Interior versus capital
O atual toque de recolher na Bahia é das 6 da tarde às 5 da manhã. O interior da Bahia é diurno. Anos atrás, bem antes de pandemia, fui fazer concurso numa das dez maiores cidades da Bahia, chamada Jequié, a seis horas de Salvador. Fiquei hospedada num hotel no Centro e queria comer alguma coisa à noite. Boto a porta para fora do hotel umas oito da noite e dá para o breu. Estabelecimento comercial aberto, só um restaurante japonês solitário numa praça próxima, com uns postezinhos.
O significado disso é muito simples: as medidas que deixam o soteropolitano louco são muito leves ao baiano do interior. Não quer dizer que o interior as apoie, nem que não se sinta incomodado com elas. Quer dizer apenas que os ânimos não estão exaltados por aqui. Antes que o leitor bolsonarista venha reclamar, aviso mais uma vez que estou morando no interior, no Recôncavo, a duas horas e meia de Salvador.
Na minha cidade, como já disse, há postes transmitindo uma rádio simpática ao prefeito que não conseguiu se reeleger. Fala mal da administração dos hospitais e alimenta boatos de fechamento de comércio. As únicas alterações na minha rotina foram: (1) não posso mais ir ao bar no horário que quero, (2) nem comprar pão perto das 19h, o horário normal de a padaria fechar. O comércio está aberto e os roceiros continuam trazendo sua produção aos sábados para a feira livre.

--- EXERCÍCIO 1 ---
Segundo o texto sobre o toque de recolher na Bahia, em que horário vigora o toque de recolher atual no estado?
--- EXERCÍCIO 2 ---
Escreva a continuação do texto sobre o toque de recolher na Bahia, começando logo depois da última frase apresentada.

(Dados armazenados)
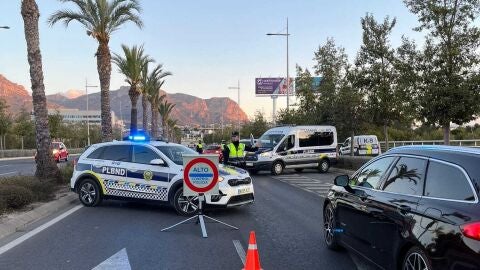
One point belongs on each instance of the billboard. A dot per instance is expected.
(272, 87)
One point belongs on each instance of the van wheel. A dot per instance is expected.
(185, 205)
(324, 165)
(277, 168)
(89, 193)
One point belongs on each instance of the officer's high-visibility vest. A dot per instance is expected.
(234, 152)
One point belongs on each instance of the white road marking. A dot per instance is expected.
(240, 251)
(37, 230)
(8, 173)
(118, 261)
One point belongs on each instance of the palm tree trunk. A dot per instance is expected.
(145, 112)
(46, 167)
(133, 93)
(153, 130)
(104, 67)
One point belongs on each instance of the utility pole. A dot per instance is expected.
(238, 101)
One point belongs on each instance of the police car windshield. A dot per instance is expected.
(175, 152)
(270, 140)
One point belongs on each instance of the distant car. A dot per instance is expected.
(59, 152)
(414, 207)
(214, 149)
(363, 145)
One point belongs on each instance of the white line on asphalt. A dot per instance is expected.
(37, 230)
(240, 250)
(7, 173)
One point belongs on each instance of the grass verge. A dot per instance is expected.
(19, 191)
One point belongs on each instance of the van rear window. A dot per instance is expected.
(310, 139)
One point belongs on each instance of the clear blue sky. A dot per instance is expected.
(208, 45)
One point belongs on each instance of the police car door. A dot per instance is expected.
(151, 180)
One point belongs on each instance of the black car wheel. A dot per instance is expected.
(329, 225)
(185, 205)
(277, 168)
(89, 192)
(416, 259)
(324, 165)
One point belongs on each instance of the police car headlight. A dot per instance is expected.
(266, 154)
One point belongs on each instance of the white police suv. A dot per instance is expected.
(150, 170)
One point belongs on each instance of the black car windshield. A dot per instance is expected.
(270, 140)
(175, 152)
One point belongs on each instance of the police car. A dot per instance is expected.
(150, 170)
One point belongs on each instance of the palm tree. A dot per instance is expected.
(165, 108)
(151, 84)
(101, 18)
(131, 66)
(46, 167)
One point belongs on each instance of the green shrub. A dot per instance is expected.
(15, 196)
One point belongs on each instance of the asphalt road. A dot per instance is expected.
(286, 216)
(19, 166)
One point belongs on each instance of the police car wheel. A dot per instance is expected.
(185, 205)
(89, 192)
(329, 224)
(277, 168)
(323, 166)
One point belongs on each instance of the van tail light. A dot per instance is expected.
(471, 230)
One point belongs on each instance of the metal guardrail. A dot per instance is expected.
(466, 143)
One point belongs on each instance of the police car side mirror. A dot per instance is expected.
(158, 162)
(341, 180)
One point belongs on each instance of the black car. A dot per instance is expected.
(414, 207)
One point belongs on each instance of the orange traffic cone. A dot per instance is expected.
(253, 260)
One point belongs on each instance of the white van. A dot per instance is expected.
(295, 147)
(363, 145)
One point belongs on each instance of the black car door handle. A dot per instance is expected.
(404, 208)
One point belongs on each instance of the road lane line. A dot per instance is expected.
(37, 230)
(7, 173)
(240, 250)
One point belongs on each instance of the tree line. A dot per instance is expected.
(386, 89)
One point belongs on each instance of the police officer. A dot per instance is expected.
(233, 153)
(199, 147)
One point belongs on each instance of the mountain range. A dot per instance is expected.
(189, 110)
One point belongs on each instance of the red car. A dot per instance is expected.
(214, 149)
(59, 152)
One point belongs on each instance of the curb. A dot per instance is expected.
(19, 222)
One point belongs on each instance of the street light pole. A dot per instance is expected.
(88, 116)
(238, 101)
(287, 34)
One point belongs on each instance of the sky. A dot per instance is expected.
(208, 45)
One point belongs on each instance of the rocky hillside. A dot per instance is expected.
(189, 110)
(15, 95)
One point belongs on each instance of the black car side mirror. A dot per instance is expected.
(342, 180)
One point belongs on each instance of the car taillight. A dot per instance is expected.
(471, 230)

--- RESPOSTA DO EXERCÍCIO 1 ---
Das 6 da tarde às 5 da manhã.

--- RESPOSTA DO EXERCÍCIO 2 ---
Meios de comunicação
Os interioranos têm celular com internet. Isso, porém, não os torna automaticamente espectadores de programas políticos da internet. Na minha cidade, política é ex-prefeito versus atual prefeita. Para isso, as rádios e o tititi bastam. Coppolla não vai falar da prefeita de uma cidade do interior da Bahia com 30 mil habitantes. Augusto Nunes não sabe do imbróglio das Santas Casas que não sai da boca do povo desta cidade e da vizinha. No interior não tem público para YouTuber. O que os interessa da política nacional é mais a Covid, já que a saúde é um tema sensível e eles, ainda por cima, estão puxando os cabelos com hospital.
Se os bolsonaristas tivessem meio neurônio, poderiam explorar no Nordeste a questão do MST. É uma entidade da qual todo mundo no interior fala mal, independentemente da posição política. Você vai encontrar quem diga que vota no PT, mas não gosta dessa baderna do MST, que sai tomando o que é dos outros. Quer pegar a atenção do roceiro baiano que usa a internet? Bote no zap-zap notícias – verdadeiras – sobre as presepadas do MST que não saem na Rede Bahia.
E, se você for um sulista que está no Extremo-Oeste baiano (o BA do MATOPIBA), tire da cabeça a ideia de que Bahia = Salvador + Barreiras e redondezas. A agricultura tecnológica tem importância socioeconômica, mas importância demográfica ainda menor do que Salvador. O grosso da população baiana é nesse estilo que eu vejo de perto: roceiros voltados a abastecer o pequeno comércio, de índole conservadora, porém desinteressados de política nacional e de ideologias. Quem abraçar Prisco, o baderneiro, vai contra essa índole conservadora e pragmática.
O que os bolsonaristas querem?
Digamos que o PM não teve um surto psicótico, nem atirou contra os colegas. Então temos um PM com um fuzil na mão dando tiros para o alto no meio da cidade, das duas às seis da tarde, porque de repente teve que bater em trabalhador e apreender mercadoria.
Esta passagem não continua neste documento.